● **Provided entries**

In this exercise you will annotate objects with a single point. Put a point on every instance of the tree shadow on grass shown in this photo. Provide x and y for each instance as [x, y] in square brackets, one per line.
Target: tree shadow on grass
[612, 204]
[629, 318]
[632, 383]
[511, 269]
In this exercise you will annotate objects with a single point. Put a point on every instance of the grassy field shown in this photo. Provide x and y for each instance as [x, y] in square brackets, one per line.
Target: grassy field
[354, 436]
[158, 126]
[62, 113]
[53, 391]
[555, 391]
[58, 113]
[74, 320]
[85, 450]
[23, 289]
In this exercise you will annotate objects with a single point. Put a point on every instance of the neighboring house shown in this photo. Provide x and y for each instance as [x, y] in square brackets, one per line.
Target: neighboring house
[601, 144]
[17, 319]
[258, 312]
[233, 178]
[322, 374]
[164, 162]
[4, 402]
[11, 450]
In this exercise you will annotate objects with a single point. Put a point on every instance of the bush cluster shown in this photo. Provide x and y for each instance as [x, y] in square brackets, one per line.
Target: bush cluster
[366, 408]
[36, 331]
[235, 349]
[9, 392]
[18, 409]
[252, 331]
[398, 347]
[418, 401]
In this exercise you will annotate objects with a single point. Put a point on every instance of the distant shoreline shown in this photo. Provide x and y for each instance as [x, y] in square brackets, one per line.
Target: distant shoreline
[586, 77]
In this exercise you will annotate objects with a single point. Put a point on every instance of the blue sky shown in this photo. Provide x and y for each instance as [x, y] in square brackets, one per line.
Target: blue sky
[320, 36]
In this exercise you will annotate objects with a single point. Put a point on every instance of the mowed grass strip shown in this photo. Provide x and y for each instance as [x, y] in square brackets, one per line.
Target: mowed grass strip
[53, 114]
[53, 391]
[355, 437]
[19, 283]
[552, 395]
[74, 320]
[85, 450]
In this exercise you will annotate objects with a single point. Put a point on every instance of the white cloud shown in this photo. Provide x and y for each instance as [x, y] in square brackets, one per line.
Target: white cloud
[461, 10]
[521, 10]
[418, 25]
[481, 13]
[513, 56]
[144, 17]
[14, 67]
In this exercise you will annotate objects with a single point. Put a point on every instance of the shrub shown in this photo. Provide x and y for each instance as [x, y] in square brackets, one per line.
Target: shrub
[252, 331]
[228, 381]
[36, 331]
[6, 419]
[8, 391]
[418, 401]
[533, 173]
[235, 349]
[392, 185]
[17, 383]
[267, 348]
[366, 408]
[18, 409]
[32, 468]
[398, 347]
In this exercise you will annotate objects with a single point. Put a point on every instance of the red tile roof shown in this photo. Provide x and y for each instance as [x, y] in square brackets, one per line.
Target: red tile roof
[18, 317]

● **Work order**
Each entry above must be printed exactly as written.

● **Answer to this task**
In this exercise you will annotate objects with a single point. Put a point on every instance of the tree shadow on grass shown in this photo. Provide x and y for each instance as [x, y] in square brackets, one per line.
Target: tree shadow on grass
[612, 204]
[629, 318]
[632, 383]
[511, 269]
In this exercise you will annotate objects with a single point. Put a point on every instance of the grassy field shown in this photo. Provide x and y for each instance as [x, y] in square brackets, one per line.
Target: grassy field
[354, 436]
[158, 126]
[62, 113]
[53, 391]
[555, 391]
[58, 113]
[74, 320]
[85, 450]
[23, 289]
In this exercise you will annotate objects with a single point. Put a point on every instance of the neighboring house shown in this photo. Provide x and y for each instance as [x, y] in square brackets, one per line.
Target: neighboring house
[601, 144]
[17, 319]
[258, 312]
[233, 178]
[322, 374]
[164, 162]
[4, 402]
[11, 450]
In this exercise you will annotate objects with a single point. Put a point on every instance of the bush cluster shown in this photo. Provide x and y for each instance as [x, y] in square brackets, one per line.
Target: bush cluster
[366, 408]
[36, 331]
[235, 349]
[9, 392]
[18, 409]
[252, 331]
[398, 347]
[418, 401]
In this exercise you will annotate objects with a single point. Put a point on every instance of the distant shoreline shown in this photo. Provide x and y for each instance as [x, y] in square brackets, one per line.
Target: distant shoreline
[586, 77]
In this exercise you will annotate objects with a single point. Put a point on every instance of the blue sky shown in this photo. Provide x and y for each instance as [x, y] in square brackets, one per line.
Target: blue sky
[320, 36]
In this exercise you will annotate objects with a single point. Put a point on every instance of the mowed grass strip shown in this photo. Provide x and y for each instance as [x, y] in square brackets, one per line.
Target: mowed grass strip
[53, 114]
[53, 391]
[355, 437]
[19, 283]
[552, 395]
[74, 320]
[85, 450]
In this exercise you will annotate objects with a single point. Put a point on every instance of the white cloud shown in this photo. Provide x and y for each instance as [x, y] in square brackets, one per line.
Target: white cloud
[461, 10]
[521, 10]
[418, 25]
[481, 13]
[513, 56]
[144, 17]
[14, 67]
In this exercise you will annotate objects with a single point. Put a point on every instance of the shrub shown in this photo. Provide x and y for each instance as [x, y] in square brackets, one per line.
Target: shrub
[252, 331]
[228, 381]
[36, 331]
[6, 419]
[8, 391]
[418, 401]
[533, 173]
[235, 349]
[392, 185]
[17, 383]
[267, 348]
[366, 408]
[18, 409]
[32, 468]
[398, 347]
In this exercise you will annotate objects with a single point. Put a point on every instance of the red tile roof shown in this photo. Provide x and y for each instance as [x, y] in square brackets, one per line.
Target: red tile roof
[18, 317]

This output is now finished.